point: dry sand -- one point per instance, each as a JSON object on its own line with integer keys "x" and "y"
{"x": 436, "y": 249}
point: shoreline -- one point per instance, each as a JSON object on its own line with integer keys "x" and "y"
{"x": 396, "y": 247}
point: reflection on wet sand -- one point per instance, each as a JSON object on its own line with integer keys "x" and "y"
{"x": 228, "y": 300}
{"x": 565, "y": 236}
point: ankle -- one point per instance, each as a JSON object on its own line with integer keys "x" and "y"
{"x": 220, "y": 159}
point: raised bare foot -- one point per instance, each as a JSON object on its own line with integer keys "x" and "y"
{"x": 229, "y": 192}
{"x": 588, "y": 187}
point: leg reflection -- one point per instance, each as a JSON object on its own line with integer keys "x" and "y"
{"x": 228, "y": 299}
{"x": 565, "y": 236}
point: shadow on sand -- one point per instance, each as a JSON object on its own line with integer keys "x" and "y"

* **WHAT YOU NEED TO DO**: Extract each line from the listing above, please, and repeat it exactly.

* **EXERCISE OUTPUT**:
point: dry sand -- one point per instance, each as a JSON object on its own line with integer keys "x" and "y"
{"x": 436, "y": 249}
point: shoreline -- one point per instance, each as a JSON object on its own line with integer keys "x" and "y"
{"x": 396, "y": 247}
point: reflection on wet sand -- one point per instance, each as a JSON object on its own line with integer keys "x" and "y"
{"x": 228, "y": 300}
{"x": 565, "y": 236}
point: ankle -- one point per instance, each as a JSON object on its own line with integer keys "x" and "y"
{"x": 220, "y": 159}
point: raised bare foot -- one point per instance, each as a JSON object on its own line with integer keys "x" and "y"
{"x": 229, "y": 192}
{"x": 588, "y": 187}
point: leg reflection -- one point per instance, each as a JSON object on its own line with integer keys "x" and "y"
{"x": 228, "y": 299}
{"x": 565, "y": 236}
point: shadow on sand -- one point per instance, each as a JSON object on its own line with integer keys "x" and "y"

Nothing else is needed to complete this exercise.